§ JOBS
1. Name every son of Gadhafi mentioned in the Gadhafi article.
2. Carry on the Gadhafi article from its last sentence.

History is being created in Libya. And we know the vanquished don’t have a role in the making of history.

The scenes these days are a far cry from the jubilant scenes in front of Gadhafi's Tripoli headquarters in March this year, when his forces retook the rebel stronghold of Ajdabiyah and the revolt looked brittle.

The Green Square was festooned with banners proclaiming support of the dictator. One poster, written in English, read: We are all willing to sacrifice ourselves for you.

In Libya, do they talk a lot more passionately than they need to? A believing tyrant dug his toes in, amid his own tribe. He defied logic, refused to flee, and continued to live inside a grandiose illusion. And met with a filthy end.

Son Mutassim is lying frozen in the meat storage, alongside Gaddafi. The dead father will probably end up having a burial at sea or at best get an unmarked grave. Another son, Khamees,
met with gory end as the real revolution got too hot for Gadhafi clan to handle. Seif-al-Islam, who was once seen as the moderate face of the regime, is hunted in the Libyan deserts.

They say they hear the first, puerile foot taps of democracy on the desiccated soil of Libya. Of course it is right. The muse of democracy always had bloody feet. They come dancing over corpses, the blood of mindless tyrants and innocents alike.

Of course history is being made in Libya, but the unheralded part of the story tells of mundane realities. Like, downfall IS the disgrace. For every tyrant, more so for Gaddafi, no sin is a bigger undoing than weakness and fall.

It's not as if Gadhafi committed more crimes since the start of the last decade than the three decades before it. Gadhafi became a convert in 1999 when he owned the responsibility for the Lockerbie bombing.

He followed it up by endorsing the U.S. war on terror following the 9/11 attacks and offering $2.7 billion in compensation to the families of the victims of Lockerbie bombing. He became a darling of the West by dumping his weapons of mass destruction programme and he denouncing al-Qaeda. Sanctions against him were eased, and President Bush restored diplomatic ties with the autocrat who was called the “mad dog of the Middle East” by none other than President Reagan.

Red carpets rolled out in Western capitals for Gadhafi. British Prime Minister Tony Blair met with him in 2004. Following the overthrow of Saddam Hussein, he renewed his commitment to dismantle mass destruction weapons program.

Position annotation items
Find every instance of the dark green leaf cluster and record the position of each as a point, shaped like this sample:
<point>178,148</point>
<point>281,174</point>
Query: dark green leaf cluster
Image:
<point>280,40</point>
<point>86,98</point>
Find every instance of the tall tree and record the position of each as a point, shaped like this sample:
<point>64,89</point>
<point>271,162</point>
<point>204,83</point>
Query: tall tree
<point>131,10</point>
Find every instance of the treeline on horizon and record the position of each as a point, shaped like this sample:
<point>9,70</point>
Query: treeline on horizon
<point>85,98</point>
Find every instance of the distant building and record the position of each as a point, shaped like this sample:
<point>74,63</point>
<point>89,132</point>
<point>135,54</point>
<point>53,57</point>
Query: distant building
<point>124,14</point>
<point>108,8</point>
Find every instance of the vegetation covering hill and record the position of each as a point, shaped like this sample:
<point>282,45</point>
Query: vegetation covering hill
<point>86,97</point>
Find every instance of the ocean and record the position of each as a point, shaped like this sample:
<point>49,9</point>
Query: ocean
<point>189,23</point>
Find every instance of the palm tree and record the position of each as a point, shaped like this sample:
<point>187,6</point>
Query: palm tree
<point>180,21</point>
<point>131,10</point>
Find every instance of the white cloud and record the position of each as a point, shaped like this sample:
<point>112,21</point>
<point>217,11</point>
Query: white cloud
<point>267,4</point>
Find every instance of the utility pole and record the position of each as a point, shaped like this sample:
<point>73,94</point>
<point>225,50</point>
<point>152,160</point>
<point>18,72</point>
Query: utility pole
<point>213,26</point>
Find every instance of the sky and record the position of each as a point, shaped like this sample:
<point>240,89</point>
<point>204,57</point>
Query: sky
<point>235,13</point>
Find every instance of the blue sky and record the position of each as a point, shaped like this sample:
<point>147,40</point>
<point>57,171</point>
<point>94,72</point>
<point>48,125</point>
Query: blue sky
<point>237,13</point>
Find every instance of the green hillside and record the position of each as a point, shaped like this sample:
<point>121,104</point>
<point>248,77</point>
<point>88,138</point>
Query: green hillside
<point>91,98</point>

§ THE ANSWERS
1. Mutassim, Khamees, Seif-al-Islam

2.
He still spewed fire at his Arab adversaries on global forums like United Nations, but made a point to hobnob with other world leaders. French President Nicolas Sarkozy visited him in 2007 while Italian President Silvio Berlusconi signed a treaty with Gadhafi in Benghazi in 2008, the city which eventually became the rallying point of anti-Gadhafi revolt.

While he had a busy time meeting with world leaders he also found time to preach his petty philosophies to specially assembled women in Rome. He enjoyed his time in the sun, and nobody said anything about his past.

Russian president Vladimir Putin posed jolly well for a proud photograph in 2008 with the maverick clad in a funny dress. Spanish president José Luis Zapatero honoured him by attending the EU-Africa Summit in Tripoli in 2010.

Gaddafi attended the G-8 Summit in 2009 when President Barack Obama found nothing queasy about posing for a grin-all photograph with the soon-to-be-hated, good-to-be bundled-out enemy of the people.

Most of all, the CIA reportedly had deep links with the Gadhafi regime during President George Bush's time. The CIA used Libya to carry out its rendition programs under which it was trying to get to the roots of global terror. The program was beneficial to Gaddafi too as some of those renditioned were his political enemies (who now wield power in the country).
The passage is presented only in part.